» DIRECTIONS
What is needed is a word-for-word copy of the records below.

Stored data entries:

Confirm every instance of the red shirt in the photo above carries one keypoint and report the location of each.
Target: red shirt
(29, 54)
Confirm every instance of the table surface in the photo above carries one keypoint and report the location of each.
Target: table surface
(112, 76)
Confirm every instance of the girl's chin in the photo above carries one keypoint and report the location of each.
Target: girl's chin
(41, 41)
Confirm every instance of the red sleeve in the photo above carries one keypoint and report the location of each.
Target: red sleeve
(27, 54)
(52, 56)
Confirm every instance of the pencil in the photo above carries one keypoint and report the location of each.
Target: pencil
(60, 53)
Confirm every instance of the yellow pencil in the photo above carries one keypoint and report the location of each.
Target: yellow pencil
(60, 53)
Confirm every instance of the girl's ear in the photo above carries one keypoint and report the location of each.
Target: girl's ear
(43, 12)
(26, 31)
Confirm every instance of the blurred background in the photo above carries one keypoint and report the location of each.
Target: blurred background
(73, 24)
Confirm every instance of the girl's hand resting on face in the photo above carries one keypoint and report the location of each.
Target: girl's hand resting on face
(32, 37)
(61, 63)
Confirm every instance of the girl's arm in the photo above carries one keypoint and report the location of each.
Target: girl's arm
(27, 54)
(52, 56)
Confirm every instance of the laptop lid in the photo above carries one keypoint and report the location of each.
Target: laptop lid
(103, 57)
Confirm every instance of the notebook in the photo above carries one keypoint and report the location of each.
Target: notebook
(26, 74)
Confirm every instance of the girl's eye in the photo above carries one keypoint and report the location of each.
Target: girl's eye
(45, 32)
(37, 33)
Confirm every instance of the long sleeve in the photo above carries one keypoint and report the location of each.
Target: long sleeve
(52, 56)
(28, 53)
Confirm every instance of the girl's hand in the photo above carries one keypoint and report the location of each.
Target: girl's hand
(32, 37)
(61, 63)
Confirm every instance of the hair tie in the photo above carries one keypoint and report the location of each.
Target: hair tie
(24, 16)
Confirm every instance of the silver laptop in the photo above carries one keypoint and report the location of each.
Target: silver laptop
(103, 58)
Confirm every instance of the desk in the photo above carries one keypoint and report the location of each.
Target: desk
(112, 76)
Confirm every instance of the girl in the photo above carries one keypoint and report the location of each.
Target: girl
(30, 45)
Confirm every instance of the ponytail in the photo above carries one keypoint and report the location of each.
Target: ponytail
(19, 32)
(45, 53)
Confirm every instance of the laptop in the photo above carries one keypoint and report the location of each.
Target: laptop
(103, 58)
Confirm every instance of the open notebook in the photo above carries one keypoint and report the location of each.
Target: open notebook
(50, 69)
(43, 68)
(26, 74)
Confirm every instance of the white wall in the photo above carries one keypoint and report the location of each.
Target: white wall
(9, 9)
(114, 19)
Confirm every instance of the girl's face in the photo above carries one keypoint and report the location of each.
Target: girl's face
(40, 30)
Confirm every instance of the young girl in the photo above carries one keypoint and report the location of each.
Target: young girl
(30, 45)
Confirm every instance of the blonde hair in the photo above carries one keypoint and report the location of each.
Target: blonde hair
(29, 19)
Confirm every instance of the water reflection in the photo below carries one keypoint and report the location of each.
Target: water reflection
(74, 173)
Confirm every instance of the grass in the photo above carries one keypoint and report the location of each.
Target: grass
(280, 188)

» EXERCISE RESULT
Confirm every instance of the red shirt in the photo above carries one keypoint and report the location of each.
Target: red shirt
(29, 54)
Confirm every instance of the table surface in the photo above carries one keypoint and report the location of each.
Target: table surface
(112, 76)
Confirm every instance of the girl's chin in the photo above carries one keypoint and report the location of each.
Target: girl's chin
(41, 41)
Confirm every instance of the red sleeve in the photo above carries one keypoint and report the location of each.
Target: red sleeve
(27, 54)
(52, 56)
Confirm every instance of the pencil in the photo above carries one keypoint and report the location of each.
Target: pencil
(60, 53)
Confirm every instance of the yellow pencil in the photo above carries one keypoint and report the location of each.
Target: yellow pencil
(60, 53)
Confirm every instance of the girl's ear in the photo above carries one keypoint and report the location of each.
Target: girl's ear
(43, 12)
(26, 31)
Confirm every instance of the blurred background in the photo above carries one keypoint and report the location of each.
Target: blurred background
(73, 24)
Confirm every instance of the girl's hand resting on face in the photo above carries one keypoint and report the location of each.
Target: girl's hand resting on face
(32, 37)
(61, 63)
Confirm every instance of the girl's arm in the photo above carries one keypoint and report the location of each.
Target: girl's arm
(27, 54)
(52, 56)
Confirm every instance of the laptop lid in the photo above carries one keypoint and report the location of each.
Target: laptop lid
(103, 57)
Confirm every instance of the notebook in the photo above carries one keypoint and report the location of each.
Target: notebook
(26, 74)
Confirm every instance of the girl's eye in the photo above carries one keypoint and report the location of each.
Target: girl's eye
(45, 32)
(37, 33)
Confirm every instance of the long sleeve in the photo above carries one keypoint and report the location of each.
Target: long sleeve
(52, 56)
(28, 53)
Confirm every instance of the girl's hand in the photo above carries one keypoint and report the location of each.
Target: girl's hand
(32, 37)
(61, 63)
Confirm every instance of the hair tie in the photo above carries one keypoint and report the location of each.
Target: hair tie
(24, 16)
Confirm every instance of the silver laptop in the photo above carries one keypoint and report the location of each.
Target: silver laptop
(103, 58)
Confirm every instance of the desk in the photo above carries one keypoint and report the location of each.
Target: desk
(112, 76)
Confirm every instance of the girl in the photo above carries one keypoint and report the location of each.
Target: girl
(30, 45)
Confirm every instance of the ponytail in the photo above carries one keypoint and report the location of each.
Target: ponytail
(19, 32)
(45, 53)
Confirm every instance of the laptop in the photo above carries one keypoint and report the location of each.
Target: laptop
(103, 58)
Confirm every instance of the open notebook in the photo above carries one keypoint and report the location of each.
Target: open notebook
(50, 69)
(43, 68)
(26, 74)
Confirm every instance of the white wall in the photo above carries one keypoint and report the location of each.
Target: white wall
(9, 9)
(114, 19)
Confirm every instance of the girl's face in the photo above carries one keypoint and report the location of each.
Target: girl's face
(40, 30)
Confirm every instance of the young girl in the photo above carries one keypoint and report the location of each.
Target: young girl
(30, 45)
Confirm every instance of the blonde hair in the photo above carries one keypoint and report the location of each.
Target: blonde hair
(29, 19)
Confirm every instance of the water reflection in the photo below carries one keypoint and report the location of each.
Target: water reflection
(74, 173)
Confirm every instance of the grass in the photo above carries one keypoint and report the location of each.
Target: grass
(280, 188)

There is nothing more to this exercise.